OBJECTIVE: In the passage about Tom Hulce, on what date does the touring production of Spring Awakening open in Houston?

READING PASSAGE:
^^^^^^^^^^^^^^^^

“I’ve been here for a day…. It seems interestingly eclectic here in a way that’s surprising in terms of the cliché of a big city in Texas.” Tom Hulce, Academy Award-nominated actor (for Amadeus 1984), Tony Award-nominated actor (for A Few Good Men 1990), Emmy Award-winning actor (for The Heidi Chronicles 1996), and now Tony Award-winning producer (for Spring Awakening 2007), relaxes at Houston’s Hotel Icon as he animatedly talks about his career, his coming out, and the touring production of Spring Awakening that opens in Houston January 6, 2009.
Blase DiStefano: Can we get started with Proposition 8? I think it’s interesting because as I’m interviewing you, some Houstonians are protesting at City Hall, which is not far from here.

^^^^^^^^^^^^^^^^

DATA RECORDS:
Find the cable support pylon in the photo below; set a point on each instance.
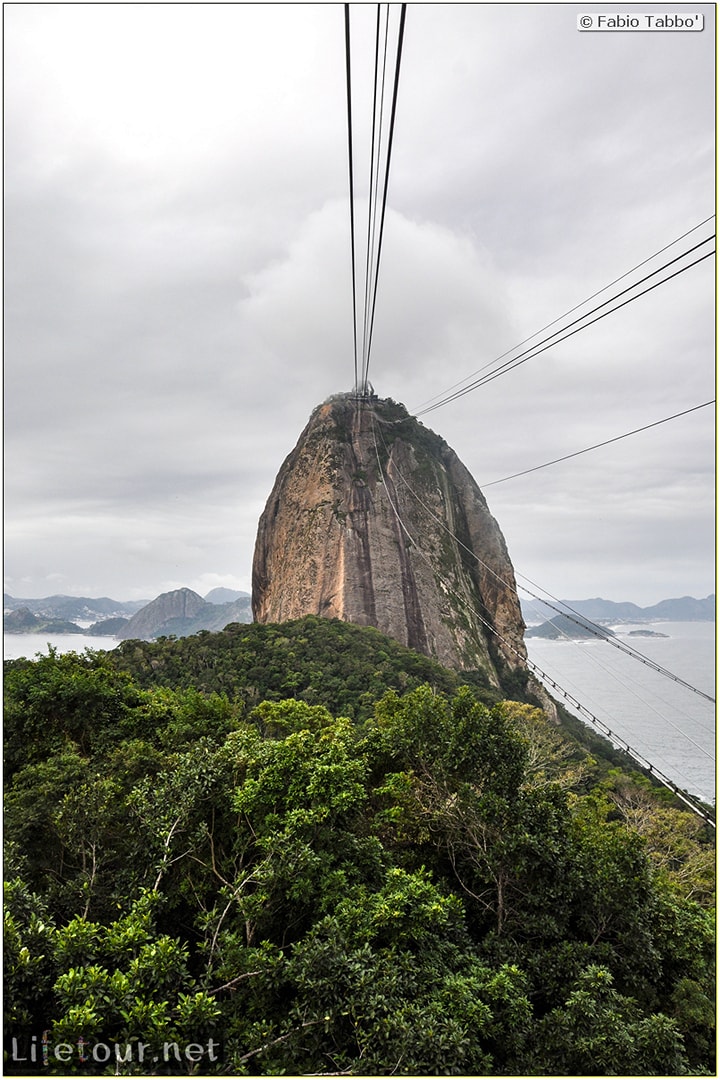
(574, 617)
(623, 744)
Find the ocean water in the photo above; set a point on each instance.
(671, 727)
(15, 646)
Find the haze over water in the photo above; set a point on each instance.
(671, 727)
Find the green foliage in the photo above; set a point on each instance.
(419, 883)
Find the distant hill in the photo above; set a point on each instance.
(220, 595)
(182, 612)
(73, 607)
(681, 609)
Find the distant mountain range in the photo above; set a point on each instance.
(180, 612)
(680, 609)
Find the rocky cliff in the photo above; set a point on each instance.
(374, 520)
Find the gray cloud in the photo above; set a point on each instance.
(178, 280)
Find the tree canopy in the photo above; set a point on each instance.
(255, 883)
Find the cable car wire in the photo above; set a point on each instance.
(569, 612)
(352, 192)
(535, 350)
(597, 446)
(684, 796)
(569, 312)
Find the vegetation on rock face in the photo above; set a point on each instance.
(436, 885)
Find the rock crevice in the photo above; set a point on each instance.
(374, 520)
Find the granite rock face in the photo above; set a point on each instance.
(374, 520)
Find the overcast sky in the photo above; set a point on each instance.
(178, 298)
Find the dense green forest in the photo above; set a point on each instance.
(302, 849)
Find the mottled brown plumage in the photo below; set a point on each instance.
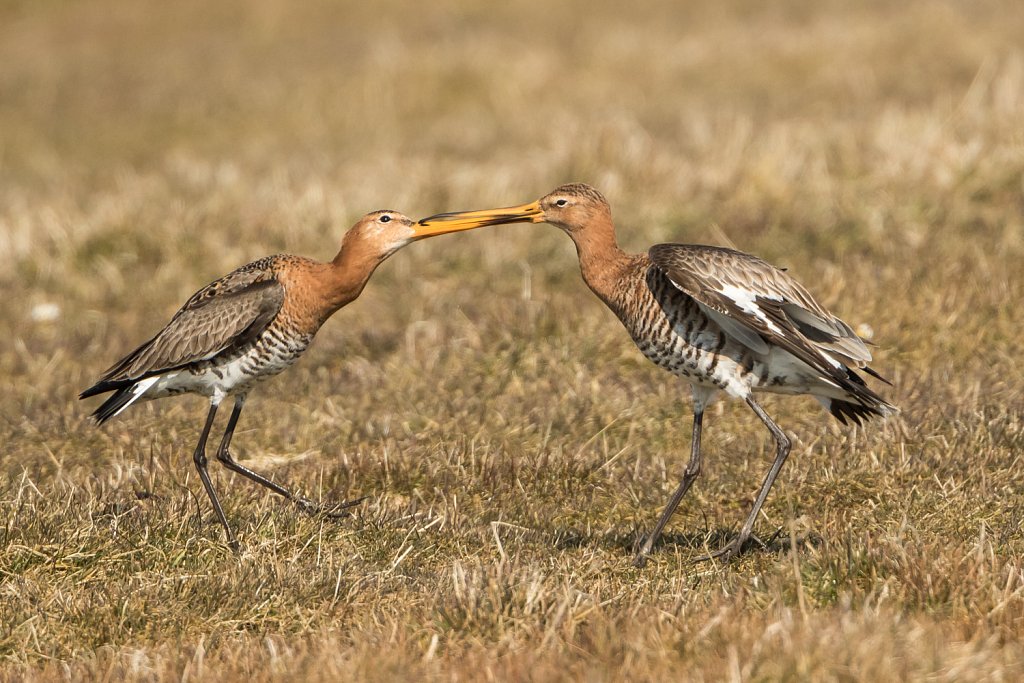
(247, 327)
(721, 319)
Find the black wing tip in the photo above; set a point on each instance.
(113, 406)
(875, 374)
(848, 412)
(104, 386)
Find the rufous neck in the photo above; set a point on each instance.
(348, 272)
(601, 261)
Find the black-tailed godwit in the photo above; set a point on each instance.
(719, 318)
(251, 325)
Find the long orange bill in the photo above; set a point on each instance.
(467, 220)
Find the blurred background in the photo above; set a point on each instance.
(875, 148)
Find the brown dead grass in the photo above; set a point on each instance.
(513, 444)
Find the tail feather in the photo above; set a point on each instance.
(125, 394)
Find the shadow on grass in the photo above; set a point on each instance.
(704, 542)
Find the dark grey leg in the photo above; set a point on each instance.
(200, 459)
(689, 476)
(224, 456)
(782, 446)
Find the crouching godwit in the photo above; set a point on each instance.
(721, 319)
(251, 325)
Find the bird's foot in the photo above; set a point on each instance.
(332, 511)
(735, 548)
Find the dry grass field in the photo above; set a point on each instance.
(513, 444)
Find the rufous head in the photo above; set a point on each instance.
(570, 207)
(386, 231)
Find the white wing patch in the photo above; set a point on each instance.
(736, 330)
(745, 300)
(137, 390)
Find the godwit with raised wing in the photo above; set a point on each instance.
(721, 319)
(247, 327)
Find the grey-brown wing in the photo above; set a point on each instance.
(759, 304)
(227, 313)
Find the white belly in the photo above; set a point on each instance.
(218, 379)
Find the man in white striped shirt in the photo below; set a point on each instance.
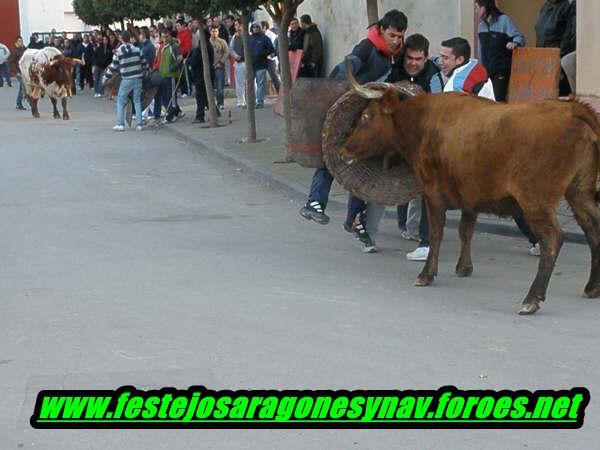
(130, 63)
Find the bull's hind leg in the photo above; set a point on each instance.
(436, 212)
(65, 111)
(587, 215)
(55, 112)
(545, 225)
(464, 268)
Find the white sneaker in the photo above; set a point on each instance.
(370, 248)
(420, 254)
(404, 234)
(535, 250)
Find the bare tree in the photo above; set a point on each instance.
(282, 12)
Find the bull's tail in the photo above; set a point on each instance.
(585, 113)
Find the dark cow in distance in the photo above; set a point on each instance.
(47, 71)
(480, 156)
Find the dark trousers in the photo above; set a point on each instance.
(320, 187)
(201, 99)
(500, 82)
(86, 75)
(163, 97)
(355, 206)
(272, 69)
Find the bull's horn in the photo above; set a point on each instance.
(364, 92)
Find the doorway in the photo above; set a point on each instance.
(9, 22)
(524, 14)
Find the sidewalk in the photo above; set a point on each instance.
(265, 160)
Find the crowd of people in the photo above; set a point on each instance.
(172, 51)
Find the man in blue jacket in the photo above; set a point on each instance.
(371, 60)
(260, 47)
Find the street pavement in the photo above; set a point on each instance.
(140, 259)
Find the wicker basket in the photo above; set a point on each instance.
(368, 179)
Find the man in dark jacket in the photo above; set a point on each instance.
(102, 59)
(260, 48)
(196, 66)
(371, 60)
(312, 58)
(552, 23)
(568, 48)
(87, 48)
(295, 36)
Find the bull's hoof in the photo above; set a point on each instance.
(591, 292)
(529, 308)
(464, 271)
(424, 280)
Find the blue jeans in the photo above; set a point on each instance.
(4, 74)
(128, 85)
(320, 187)
(98, 72)
(163, 98)
(220, 85)
(20, 93)
(261, 85)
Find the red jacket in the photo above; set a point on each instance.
(185, 40)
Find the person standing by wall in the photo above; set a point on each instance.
(4, 75)
(568, 47)
(221, 54)
(130, 63)
(260, 48)
(168, 62)
(236, 51)
(312, 59)
(498, 37)
(102, 58)
(13, 68)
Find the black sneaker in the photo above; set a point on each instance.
(314, 211)
(360, 231)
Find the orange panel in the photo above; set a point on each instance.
(534, 75)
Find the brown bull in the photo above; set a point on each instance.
(483, 157)
(47, 71)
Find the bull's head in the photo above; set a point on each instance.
(375, 133)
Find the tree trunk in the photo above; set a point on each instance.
(250, 92)
(286, 77)
(372, 11)
(210, 93)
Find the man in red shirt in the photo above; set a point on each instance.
(184, 36)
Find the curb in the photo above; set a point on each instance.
(298, 192)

^^^^^^^^^^^^^^^^

OUTPUT OF THE TASK: January 6, 2009